Bloc de texte>
=-=-=

June 3, 2023

L'architecture d'Appclacks de A à Z

Je travaille depuis un moment sur un service SaaS de monitoring: Appclacks. Je détaillerai dans cet article l’architecture complète de la plateforme, du dev à la prod.

Le produit

On m’a avec raison fait remarquer que les articles mi-sérieux mi-troll devenaient redondants, donc repartons sur un article un peu plus technique.

Appclacks est une solution SaaS de monitoring de type "blackbox", permettant d’exécuter des health checks sur vos services web (requêtes HTTP(s), TLS, DNS, TCP, vérification d’expiration de certificats…​).
Les health checks sont réalisés depuis plusieurs endroits dans le monde (2 actuellement, 3 prochainement).

J’essaye toujours de créer des produits dont moi même je serai utilisateur, souvent car je suis frustré par les solutions existantes. Construire un SaaS complet d’une qualité professionel en solo est aussi un bon challenge et me permet également d’expérimenter.

=-=-=

Informations fournies>

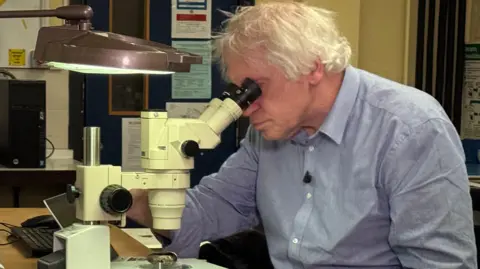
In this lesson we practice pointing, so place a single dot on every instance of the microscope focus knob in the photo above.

=-=-=

Pour chacune des affirmations ci-dessous, dites si elle concorde avec l'article sur Appclacks : répondez par oui ou par non, puis citez les mots de l'article qui tranchent.
1. Les health checks sont actuellement réalisés depuis trois endroits dans le monde.
2. Appclacks est une solution de monitoring de type "blackbox".
3. L'auteur cherche à créer des produits qu'il utiliserait lui-même.
Le matériel fourni ne joue aucun rôle dans cet exercice.

Réponse attendue>
1. Non : « Les health checks sont réalisés depuis plusieurs endroits dans le monde (2 actuellement, 3 prochainement) ».
2. Oui : « Appclacks est une solution SaaS de monitoring de type "blackbox" ».
3. Oui : « J’essaye toujours de créer des produits dont moi même je serai utilisateur ».